* Work required *
All lines in the material with the string "below" should be listed.

* Supplied material *
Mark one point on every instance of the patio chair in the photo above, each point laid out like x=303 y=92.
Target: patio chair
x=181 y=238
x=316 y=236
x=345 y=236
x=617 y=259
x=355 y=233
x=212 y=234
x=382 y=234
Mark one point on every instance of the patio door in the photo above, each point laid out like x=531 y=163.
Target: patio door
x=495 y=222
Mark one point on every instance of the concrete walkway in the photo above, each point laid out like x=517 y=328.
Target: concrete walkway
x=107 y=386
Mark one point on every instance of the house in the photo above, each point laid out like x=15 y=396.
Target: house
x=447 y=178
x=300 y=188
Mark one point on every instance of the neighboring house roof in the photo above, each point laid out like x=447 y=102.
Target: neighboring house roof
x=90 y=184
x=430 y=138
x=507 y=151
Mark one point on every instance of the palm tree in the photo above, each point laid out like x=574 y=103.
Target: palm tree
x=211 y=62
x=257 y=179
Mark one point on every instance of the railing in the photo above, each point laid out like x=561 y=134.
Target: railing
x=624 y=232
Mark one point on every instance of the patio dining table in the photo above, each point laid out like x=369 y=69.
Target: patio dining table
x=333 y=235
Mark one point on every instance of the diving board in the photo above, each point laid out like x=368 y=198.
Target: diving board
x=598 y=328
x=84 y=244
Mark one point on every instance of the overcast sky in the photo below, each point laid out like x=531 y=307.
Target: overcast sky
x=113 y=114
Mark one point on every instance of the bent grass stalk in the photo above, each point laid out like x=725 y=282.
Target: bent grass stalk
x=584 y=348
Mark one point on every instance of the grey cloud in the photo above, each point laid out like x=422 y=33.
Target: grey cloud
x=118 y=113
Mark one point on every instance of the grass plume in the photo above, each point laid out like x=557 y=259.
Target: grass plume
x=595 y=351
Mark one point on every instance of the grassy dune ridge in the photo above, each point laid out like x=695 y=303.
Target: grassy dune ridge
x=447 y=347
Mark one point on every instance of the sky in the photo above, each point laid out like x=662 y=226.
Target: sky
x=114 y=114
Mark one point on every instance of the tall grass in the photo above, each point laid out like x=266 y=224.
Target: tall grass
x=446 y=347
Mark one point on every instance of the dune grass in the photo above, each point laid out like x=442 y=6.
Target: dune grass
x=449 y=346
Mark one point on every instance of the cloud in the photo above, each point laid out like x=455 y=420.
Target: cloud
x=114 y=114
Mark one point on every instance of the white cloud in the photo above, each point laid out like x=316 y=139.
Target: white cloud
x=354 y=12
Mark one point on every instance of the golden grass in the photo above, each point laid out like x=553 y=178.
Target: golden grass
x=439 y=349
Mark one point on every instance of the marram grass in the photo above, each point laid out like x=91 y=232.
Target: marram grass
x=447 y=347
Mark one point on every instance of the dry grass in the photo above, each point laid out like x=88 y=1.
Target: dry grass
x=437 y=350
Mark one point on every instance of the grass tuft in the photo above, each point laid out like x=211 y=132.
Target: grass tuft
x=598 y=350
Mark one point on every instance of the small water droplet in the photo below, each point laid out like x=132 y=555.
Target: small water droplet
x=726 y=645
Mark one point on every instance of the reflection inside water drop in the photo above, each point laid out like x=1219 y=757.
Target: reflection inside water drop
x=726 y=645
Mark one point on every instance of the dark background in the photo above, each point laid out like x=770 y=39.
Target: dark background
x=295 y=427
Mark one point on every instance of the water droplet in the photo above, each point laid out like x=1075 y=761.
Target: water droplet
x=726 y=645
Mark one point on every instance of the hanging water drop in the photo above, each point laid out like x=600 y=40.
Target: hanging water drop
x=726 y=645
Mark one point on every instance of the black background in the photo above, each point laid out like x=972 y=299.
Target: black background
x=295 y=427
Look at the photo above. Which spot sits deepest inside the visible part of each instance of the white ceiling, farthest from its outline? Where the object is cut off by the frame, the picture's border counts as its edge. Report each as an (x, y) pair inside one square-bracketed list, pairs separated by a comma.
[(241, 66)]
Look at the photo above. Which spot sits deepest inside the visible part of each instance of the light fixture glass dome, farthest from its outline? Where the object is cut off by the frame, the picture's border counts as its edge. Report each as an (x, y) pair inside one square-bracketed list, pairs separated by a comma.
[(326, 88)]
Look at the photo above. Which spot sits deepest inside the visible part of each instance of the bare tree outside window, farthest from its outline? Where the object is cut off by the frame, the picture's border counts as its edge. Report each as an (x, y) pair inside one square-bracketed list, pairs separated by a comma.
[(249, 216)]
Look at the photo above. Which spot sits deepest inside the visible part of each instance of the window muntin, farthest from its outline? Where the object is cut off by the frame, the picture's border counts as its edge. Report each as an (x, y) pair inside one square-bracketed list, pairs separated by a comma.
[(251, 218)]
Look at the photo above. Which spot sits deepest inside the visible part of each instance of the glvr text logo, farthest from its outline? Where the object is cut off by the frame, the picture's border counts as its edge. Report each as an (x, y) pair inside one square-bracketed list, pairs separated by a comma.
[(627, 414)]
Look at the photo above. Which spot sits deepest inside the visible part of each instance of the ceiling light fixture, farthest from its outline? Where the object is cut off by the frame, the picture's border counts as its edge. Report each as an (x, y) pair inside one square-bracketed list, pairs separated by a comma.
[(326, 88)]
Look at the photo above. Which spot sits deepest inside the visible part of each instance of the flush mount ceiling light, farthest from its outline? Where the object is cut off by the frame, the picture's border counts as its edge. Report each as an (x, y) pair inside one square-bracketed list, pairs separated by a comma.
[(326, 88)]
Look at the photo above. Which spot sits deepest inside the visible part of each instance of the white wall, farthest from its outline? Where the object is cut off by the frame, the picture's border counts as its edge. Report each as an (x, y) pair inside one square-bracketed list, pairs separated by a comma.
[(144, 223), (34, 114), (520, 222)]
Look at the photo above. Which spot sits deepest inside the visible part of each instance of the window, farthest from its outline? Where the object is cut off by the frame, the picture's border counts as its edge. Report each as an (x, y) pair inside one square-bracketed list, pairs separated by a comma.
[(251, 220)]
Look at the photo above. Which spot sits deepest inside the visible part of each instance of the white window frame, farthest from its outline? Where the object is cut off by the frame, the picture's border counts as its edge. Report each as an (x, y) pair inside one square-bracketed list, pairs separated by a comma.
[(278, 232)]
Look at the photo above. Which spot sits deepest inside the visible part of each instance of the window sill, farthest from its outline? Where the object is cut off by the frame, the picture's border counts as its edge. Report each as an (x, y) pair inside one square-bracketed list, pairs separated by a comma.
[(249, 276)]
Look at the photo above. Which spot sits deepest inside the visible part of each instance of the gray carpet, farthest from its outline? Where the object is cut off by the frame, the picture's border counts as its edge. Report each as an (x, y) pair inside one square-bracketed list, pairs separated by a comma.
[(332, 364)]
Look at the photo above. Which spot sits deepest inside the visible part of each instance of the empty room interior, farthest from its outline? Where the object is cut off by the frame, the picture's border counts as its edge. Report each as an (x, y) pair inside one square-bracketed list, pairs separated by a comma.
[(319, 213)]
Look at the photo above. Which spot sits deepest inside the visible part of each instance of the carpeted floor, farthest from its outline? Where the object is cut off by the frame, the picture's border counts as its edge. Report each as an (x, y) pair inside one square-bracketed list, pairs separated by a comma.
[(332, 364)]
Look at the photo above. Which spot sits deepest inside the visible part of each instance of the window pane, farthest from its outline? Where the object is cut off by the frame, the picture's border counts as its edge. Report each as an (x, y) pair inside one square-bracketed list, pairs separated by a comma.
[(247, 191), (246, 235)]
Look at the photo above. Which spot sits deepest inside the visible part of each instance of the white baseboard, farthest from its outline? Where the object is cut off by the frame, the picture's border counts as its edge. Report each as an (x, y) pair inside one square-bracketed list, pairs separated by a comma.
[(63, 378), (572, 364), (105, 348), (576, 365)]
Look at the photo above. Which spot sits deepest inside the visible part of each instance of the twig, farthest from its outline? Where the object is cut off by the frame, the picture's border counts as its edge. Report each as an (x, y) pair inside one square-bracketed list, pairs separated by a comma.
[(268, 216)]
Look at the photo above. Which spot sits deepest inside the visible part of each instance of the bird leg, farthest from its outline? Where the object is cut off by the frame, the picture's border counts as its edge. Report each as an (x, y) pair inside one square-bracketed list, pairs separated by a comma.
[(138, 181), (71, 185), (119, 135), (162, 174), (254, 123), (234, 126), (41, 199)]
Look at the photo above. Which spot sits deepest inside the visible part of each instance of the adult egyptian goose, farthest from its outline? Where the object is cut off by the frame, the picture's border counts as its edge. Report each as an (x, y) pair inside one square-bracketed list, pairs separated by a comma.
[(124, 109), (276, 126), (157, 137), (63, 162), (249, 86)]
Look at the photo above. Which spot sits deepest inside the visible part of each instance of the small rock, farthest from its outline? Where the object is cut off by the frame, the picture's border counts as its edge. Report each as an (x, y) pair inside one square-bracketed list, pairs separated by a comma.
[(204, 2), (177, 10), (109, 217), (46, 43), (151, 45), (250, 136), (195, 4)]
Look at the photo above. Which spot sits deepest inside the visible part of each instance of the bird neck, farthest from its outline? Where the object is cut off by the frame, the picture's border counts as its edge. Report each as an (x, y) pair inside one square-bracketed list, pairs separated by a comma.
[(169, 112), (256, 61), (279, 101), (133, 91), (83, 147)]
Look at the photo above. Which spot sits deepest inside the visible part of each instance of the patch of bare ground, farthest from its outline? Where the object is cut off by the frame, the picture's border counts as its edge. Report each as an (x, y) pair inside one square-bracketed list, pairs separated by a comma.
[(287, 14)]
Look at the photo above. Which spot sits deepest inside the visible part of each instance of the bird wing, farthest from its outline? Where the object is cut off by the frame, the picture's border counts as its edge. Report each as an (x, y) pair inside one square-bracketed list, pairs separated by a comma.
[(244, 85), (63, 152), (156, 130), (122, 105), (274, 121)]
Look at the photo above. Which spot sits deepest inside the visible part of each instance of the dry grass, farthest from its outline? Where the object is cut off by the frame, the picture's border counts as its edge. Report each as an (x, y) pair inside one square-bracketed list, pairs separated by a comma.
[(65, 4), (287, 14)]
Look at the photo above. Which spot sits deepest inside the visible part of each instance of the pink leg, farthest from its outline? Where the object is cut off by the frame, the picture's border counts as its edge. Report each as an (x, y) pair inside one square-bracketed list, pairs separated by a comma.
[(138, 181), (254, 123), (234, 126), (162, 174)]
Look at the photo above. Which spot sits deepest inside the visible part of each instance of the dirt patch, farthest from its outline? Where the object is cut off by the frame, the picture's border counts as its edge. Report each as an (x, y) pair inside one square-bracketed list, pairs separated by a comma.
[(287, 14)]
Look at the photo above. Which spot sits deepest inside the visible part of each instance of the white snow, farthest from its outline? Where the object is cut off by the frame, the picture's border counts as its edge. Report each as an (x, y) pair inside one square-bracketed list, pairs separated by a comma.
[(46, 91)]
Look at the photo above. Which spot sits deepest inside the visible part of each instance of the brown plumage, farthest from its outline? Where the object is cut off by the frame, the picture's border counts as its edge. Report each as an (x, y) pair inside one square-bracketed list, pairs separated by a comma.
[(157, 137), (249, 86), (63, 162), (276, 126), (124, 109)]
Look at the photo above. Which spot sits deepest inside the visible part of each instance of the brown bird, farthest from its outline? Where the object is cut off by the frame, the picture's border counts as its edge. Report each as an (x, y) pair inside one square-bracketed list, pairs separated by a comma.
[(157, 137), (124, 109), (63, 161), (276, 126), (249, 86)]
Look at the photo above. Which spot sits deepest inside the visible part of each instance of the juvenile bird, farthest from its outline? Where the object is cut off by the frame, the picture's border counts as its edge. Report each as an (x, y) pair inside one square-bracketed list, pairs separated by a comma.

* Solution for this problem *
Mark one point on every instance of the overcast sky in the photo below, each point laid out like x=531 y=307.
Mark one point on every instance of the small water droplet in the photo below, each point laid out like x=132 y=555.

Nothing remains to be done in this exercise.